ASSIGNED TASK — Check every line of the entries below for the word "leaf", and copy the ones that have it.

SUPPLIED RECORDS —
..........

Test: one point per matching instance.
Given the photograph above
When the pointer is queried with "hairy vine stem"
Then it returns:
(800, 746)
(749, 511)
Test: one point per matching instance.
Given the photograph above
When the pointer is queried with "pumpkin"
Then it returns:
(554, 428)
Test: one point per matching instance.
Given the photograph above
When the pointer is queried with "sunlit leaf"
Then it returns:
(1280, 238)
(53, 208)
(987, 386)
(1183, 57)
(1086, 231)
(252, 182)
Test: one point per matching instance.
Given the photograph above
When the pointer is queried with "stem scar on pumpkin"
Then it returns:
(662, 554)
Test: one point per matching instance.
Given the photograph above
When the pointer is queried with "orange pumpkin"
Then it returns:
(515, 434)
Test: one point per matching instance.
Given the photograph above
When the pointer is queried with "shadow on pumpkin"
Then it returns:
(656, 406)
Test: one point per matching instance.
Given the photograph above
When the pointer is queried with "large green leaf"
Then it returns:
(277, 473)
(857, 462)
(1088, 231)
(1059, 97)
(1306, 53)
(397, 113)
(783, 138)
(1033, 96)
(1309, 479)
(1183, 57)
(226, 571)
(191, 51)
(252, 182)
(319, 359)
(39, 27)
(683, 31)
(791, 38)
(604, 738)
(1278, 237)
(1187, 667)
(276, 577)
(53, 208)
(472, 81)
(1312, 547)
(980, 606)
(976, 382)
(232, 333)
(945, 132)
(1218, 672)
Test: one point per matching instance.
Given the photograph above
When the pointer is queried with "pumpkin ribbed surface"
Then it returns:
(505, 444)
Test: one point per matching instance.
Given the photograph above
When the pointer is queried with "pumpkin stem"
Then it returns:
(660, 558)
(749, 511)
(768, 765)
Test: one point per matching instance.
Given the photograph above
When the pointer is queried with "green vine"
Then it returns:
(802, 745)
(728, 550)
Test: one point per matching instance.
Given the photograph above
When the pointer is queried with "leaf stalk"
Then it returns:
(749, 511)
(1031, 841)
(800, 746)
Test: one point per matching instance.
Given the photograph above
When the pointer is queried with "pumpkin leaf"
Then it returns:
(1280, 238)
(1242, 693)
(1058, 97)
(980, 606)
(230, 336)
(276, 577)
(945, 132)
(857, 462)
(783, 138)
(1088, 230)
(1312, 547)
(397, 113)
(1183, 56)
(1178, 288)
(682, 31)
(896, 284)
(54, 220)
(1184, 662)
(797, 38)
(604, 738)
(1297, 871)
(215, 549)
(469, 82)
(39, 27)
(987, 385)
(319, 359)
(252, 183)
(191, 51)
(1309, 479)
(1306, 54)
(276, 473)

..........

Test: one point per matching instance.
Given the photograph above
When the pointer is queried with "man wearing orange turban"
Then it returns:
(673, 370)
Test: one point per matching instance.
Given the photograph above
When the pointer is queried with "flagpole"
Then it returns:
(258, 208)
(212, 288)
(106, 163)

..........

RESULT OF THIS TASK —
When the pointer is queried with "sunlit leaf"
When the pointer is queried with "large green leaf"
When the pointer is queried with "leaf stalk"
When the pointer is queried with "pumpkin leaf"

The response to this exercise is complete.